The problem: Nothing should change. Output the data exactly.
Exercise data: Begin
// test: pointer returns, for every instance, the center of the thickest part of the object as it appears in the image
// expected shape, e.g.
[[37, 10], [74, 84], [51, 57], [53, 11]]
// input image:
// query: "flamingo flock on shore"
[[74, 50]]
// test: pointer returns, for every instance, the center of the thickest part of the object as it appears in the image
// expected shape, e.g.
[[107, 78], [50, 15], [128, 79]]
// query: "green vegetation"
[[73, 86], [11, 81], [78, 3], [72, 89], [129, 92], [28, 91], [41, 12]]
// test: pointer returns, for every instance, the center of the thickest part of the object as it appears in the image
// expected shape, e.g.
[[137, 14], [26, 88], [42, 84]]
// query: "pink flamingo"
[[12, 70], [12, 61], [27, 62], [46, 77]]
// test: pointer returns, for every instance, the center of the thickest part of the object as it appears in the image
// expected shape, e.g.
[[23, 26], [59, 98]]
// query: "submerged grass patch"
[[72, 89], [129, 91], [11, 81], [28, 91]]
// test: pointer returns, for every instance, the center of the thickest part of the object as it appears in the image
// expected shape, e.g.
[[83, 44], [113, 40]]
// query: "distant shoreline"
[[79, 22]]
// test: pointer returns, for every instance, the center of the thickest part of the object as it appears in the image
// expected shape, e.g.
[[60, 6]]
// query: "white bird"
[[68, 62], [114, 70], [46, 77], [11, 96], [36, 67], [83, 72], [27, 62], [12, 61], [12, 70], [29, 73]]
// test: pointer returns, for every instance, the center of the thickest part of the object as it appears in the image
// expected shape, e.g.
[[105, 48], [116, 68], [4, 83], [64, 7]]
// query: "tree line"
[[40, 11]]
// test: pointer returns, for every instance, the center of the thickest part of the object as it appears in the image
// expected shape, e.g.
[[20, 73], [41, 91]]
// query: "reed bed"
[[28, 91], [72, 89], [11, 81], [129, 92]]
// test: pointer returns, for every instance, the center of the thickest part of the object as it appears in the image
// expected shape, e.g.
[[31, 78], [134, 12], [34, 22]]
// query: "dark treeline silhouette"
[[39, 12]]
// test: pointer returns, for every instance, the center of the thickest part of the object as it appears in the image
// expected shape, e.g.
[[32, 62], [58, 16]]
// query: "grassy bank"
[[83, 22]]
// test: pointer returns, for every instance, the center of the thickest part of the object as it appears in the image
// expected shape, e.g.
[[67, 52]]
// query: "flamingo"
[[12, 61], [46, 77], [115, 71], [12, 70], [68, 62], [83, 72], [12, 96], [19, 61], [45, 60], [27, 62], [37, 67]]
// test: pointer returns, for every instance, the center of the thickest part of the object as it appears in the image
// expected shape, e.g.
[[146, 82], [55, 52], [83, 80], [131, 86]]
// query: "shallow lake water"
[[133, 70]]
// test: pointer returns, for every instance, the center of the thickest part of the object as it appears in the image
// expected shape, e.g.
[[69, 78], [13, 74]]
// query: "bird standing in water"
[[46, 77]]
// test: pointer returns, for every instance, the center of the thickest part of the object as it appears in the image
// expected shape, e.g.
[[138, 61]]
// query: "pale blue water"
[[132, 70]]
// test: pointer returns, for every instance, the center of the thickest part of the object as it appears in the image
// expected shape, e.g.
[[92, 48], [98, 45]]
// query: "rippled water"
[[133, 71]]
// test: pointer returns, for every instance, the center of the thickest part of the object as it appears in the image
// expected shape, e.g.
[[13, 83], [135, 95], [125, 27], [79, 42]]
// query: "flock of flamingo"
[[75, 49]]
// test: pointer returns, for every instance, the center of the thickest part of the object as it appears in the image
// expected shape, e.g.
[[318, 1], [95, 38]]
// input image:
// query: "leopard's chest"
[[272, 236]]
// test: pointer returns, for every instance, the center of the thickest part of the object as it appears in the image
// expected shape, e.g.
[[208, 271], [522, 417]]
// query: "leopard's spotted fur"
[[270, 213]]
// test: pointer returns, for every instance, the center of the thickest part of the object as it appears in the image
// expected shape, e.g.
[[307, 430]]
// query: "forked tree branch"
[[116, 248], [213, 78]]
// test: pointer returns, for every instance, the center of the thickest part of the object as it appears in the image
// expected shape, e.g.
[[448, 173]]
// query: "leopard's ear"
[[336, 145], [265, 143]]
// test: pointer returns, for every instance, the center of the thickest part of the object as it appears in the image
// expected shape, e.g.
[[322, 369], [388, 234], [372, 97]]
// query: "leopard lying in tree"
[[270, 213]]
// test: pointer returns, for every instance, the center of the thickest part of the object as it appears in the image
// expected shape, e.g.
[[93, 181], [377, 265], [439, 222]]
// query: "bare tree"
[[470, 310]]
Exercise data: End
Response:
// test: pointer returns, for every instance, the center of the thickest part of the object as it appears in the image
// expected shape, e.g.
[[37, 10], [74, 84], [51, 57], [53, 11]]
// input image:
// query: "flamingo flock on shore"
[[74, 50]]
// test: pointer returns, for every instance, the center of the thickest part of the object as it appears in the image
// expected shape, e.g.
[[107, 78], [50, 15], [128, 79]]
// query: "green vegetation"
[[73, 86], [11, 81], [78, 3], [72, 89], [129, 92], [28, 91], [41, 12]]
// test: pointer returns, for every instance, the center of the thickest part of the object as it appears in the image
// expected shape, e.g.
[[137, 14], [26, 88], [42, 84]]
// query: "pink flamingo"
[[12, 70], [12, 61], [27, 62], [46, 77]]
// test: pointer returns, for every instance, the center of the thickest part of the object as it appears in the image
// expected shape, e.g.
[[23, 26], [59, 98]]
// query: "submerged grass patch"
[[72, 89], [129, 91], [11, 81], [28, 91]]
// test: pointer returns, for every instance, the center of the thickest part of the object as it appears in the image
// expected shape, e.g.
[[83, 44], [113, 40]]
// query: "distant shoreline"
[[79, 22]]
// test: pointer returns, for every instance, the center of the thickest part of the object as it appears in the image
// expected shape, e.g.
[[60, 6]]
// query: "white bird"
[[68, 62], [114, 70], [46, 77], [11, 96], [36, 67], [83, 72], [27, 62], [12, 61], [12, 70], [29, 73]]
// test: pointer returns, for every instance, the center of the thickest part of the object as it appears in the image
// expected shape, e.g.
[[105, 48], [116, 68], [4, 83], [64, 7]]
// query: "tree line"
[[40, 11]]
// test: pointer returns, for every instance, the center of the thickest part of the object as it appears in the image
// expected shape, e.g.
[[20, 73], [41, 91]]
// query: "reed bed"
[[28, 91], [72, 89], [11, 81], [129, 92]]
// test: pointer returns, for every instance, the center of the thickest part of the object as it appears in the image
// expected shape, e.g.
[[31, 78], [134, 12], [34, 22]]
// query: "dark treeline silhouette"
[[39, 12]]
// test: pointer returns, for every instance, the center of the thickest part of the object as it appears in the image
// expected shape, e.g.
[[32, 62], [58, 16]]
// query: "grassy bank"
[[83, 22]]
// test: pointer returns, for every instance, the center of the thickest part of the object as it appears in the image
// expected shape, e.g.
[[67, 52]]
// query: "flamingo"
[[12, 61], [46, 77], [115, 71], [12, 70], [68, 62], [83, 72], [12, 96], [19, 61], [45, 60], [27, 62], [37, 67]]
// test: pointer returns, for every instance, the center of the thickest part of the object as it appears in the image
// expected shape, e.g.
[[146, 82], [55, 52], [83, 80], [131, 86]]
// query: "shallow lake water"
[[133, 70]]
// test: pointer returns, for every instance, the center of the thickest part of the object as it appears in the image
// expected shape, e.g.
[[69, 78], [13, 74]]
// query: "bird standing in water"
[[46, 77]]
// test: pointer returns, for every instance, the center of the thickest part of the object as it appears in the image
// expected shape, e.g.
[[138, 61]]
// query: "pale blue water"
[[132, 70]]
// test: pointer returns, for every instance, the center of the thickest part of the object as it appears in the image
// expected shape, e.g.
[[92, 48], [98, 45]]
// query: "rippled water"
[[133, 71]]
// test: pointer returns, for every instance, the center of the thickest part of the object as it appears in the image
// expected shape, e.g.
[[13, 83], [135, 95], [125, 27], [79, 42]]
// query: "flock of flamingo"
[[75, 49]]
// test: pointer returns, for every instance, the center of the thickest part of the object as it appears in the image
// expected shape, e.g.
[[318, 1], [95, 38]]
// input image:
// query: "leopard's chest"
[[272, 236]]
// test: pointer returns, for every instance, the center of the thickest part of the object as it appears in the image
// expected shape, e.g.
[[208, 271], [522, 417]]
// query: "leopard's spotted fur"
[[270, 213]]
// test: pointer returns, for every instance, the center of the thickest part of the object as it appears in the image
// expected shape, e.g.
[[307, 430]]
// query: "forked tree branch"
[[116, 248], [213, 78]]
// test: pointer returns, for every instance, the center of the thickest part of the object as it appears in the image
// expected shape, e.g.
[[448, 173]]
// query: "leopard's ear"
[[336, 145], [265, 143]]
// test: pointer returns, for every instance, the center of the thickest part of the object as it appears in the image
// expected shape, e.g.
[[322, 369], [388, 234], [372, 97]]
// query: "leopard lying in tree"
[[270, 213]]
// test: pointer returns, for every instance, the center of the thickest part of the object as it appears in the image
// expected shape, e.g.
[[93, 181], [377, 265], [439, 222]]
// query: "bare tree"
[[470, 310]]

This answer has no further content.